■ **SOURCE TEXT**:
Skip to content
New issue

Have a question about this project? Sign up for a free GitHub account to open an issue and contact its maintainers and the community.

By clicking “Sign up for GitHub”, you agree to our terms of service and privacy statement. We’ll occasionally send you account related emails.

Already on GitHub? Sign in to your account

Upgrading tokens_replace() to keep tokens and keys togather #2324

Closed
koheiw opened this issue Dec 7, 2023 · 4 comments
Closed

Upgrading tokens_replace() to keep tokens and keys togather #2324

koheiw opened this issue Dec 7, 2023 · 4 comments

Comments

@koheiw
Copy link
Collaborator

koheiw commented Dec 7, 2023

We sometimes keep track of tokens matched to dictionary patters but it is not easy (see #2063). tokens_replace() can be used add keys to original tokens (e.g. "United States/Countries") but only with fixed patterns.

require(quanteda)
txt <- c(d1 = "The United States is bordered by the Atlantic Ocean and the Pacific Ocean.",
         d2 = "The Supreme Court of the United States is seldom in a united state.")
toks <- tokens(txt, remove_punct = TRUE)

dict <- dictionary(list(Countries = c("United States", "Federal Republic of Germany"),
                        Cceans = c("Atlantic Ocean", "Pacific Ocean")), tolower = FALSE)

tokens_lookup(toks, dict)

■ **SET EXERCISE 1**:
Reproduce the passage of the tokens_replace() issue from "koheiw commented Dec" up to and including "tokens_lookup(toks, dict)".
■ **SET EXERCISE 2**:
According to the tokens_replace() issue, what limits tokens_replace() as a way to add dictionary keys to the original tokens?
The material that comes next was taken from a separate source.

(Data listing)
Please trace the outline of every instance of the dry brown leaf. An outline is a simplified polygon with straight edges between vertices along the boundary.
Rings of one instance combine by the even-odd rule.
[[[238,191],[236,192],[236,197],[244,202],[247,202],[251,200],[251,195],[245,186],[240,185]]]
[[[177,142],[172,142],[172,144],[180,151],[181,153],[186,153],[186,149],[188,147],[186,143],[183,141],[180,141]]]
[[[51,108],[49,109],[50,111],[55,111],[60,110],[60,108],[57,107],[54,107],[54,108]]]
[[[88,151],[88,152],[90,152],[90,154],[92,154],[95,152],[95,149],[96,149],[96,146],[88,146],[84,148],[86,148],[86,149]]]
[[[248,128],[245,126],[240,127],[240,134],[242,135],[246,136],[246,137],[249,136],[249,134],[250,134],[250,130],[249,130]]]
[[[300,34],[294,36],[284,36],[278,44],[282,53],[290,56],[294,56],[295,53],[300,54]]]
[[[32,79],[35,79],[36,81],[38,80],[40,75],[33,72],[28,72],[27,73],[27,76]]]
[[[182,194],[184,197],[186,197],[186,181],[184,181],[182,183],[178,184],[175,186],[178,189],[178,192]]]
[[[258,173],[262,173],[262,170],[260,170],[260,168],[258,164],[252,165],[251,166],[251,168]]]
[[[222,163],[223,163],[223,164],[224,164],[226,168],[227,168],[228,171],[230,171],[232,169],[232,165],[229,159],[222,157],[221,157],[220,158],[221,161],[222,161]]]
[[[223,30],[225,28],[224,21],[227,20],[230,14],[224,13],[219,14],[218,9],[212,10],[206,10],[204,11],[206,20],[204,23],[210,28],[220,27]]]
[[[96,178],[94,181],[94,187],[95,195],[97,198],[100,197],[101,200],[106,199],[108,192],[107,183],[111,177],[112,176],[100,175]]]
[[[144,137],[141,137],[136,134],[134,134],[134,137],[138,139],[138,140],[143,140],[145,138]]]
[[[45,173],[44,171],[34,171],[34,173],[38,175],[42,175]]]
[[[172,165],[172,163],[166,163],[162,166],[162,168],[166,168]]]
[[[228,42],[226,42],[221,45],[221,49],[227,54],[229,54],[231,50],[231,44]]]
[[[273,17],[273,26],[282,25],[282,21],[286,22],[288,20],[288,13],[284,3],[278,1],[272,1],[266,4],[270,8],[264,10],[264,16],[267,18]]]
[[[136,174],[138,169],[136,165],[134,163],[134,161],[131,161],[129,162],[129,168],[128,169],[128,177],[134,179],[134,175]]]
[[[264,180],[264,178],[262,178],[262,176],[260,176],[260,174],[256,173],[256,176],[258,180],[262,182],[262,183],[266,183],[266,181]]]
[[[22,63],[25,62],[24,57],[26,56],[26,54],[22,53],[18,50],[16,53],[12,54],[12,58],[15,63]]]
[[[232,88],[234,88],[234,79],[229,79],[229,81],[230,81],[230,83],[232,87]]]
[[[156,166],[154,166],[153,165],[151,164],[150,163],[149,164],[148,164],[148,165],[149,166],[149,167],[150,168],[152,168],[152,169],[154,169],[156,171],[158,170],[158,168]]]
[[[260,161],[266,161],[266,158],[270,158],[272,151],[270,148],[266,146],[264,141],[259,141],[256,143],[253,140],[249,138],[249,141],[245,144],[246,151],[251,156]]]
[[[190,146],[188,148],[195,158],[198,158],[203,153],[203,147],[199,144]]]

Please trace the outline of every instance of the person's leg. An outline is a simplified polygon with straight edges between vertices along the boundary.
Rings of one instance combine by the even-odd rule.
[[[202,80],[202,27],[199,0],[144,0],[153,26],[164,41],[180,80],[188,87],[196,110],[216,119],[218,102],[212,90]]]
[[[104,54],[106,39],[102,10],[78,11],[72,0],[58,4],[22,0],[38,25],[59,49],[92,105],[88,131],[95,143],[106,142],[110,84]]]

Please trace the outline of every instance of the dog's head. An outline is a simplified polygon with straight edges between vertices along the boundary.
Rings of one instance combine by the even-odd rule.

■ **SOLUTION 1**:
koheiw commented Dec 7, 2023

We sometimes keep track of tokens matched to dictionary patters but it is not easy (see #2063). tokens_replace() can be used add keys to original tokens (e.g. "United States/Countries") but only with fixed patterns.

require(quanteda)
txt <- c(d1 = "The United States is bordered by the Atlantic Ocean and the Pacific Ocean.",
         d2 = "The Supreme Court of the United States is seldom in a united state.")
toks <- tokens(txt, remove_punct = TRUE)

dict <- dictionary(list(Countries = c("United States", "Federal Republic of Germany"),
                        Cceans = c("Atlantic Ocean", "Pacific Ocean")), tolower = FALSE)

tokens_lookup(toks, dict)

■ **SOLUTION 2**:
tokens_replace() can attach keys to the original tokens, as in "United States/Countries," but it works only with fixed patterns. That makes keeping track of the tokens matched to dictionary patterns difficult.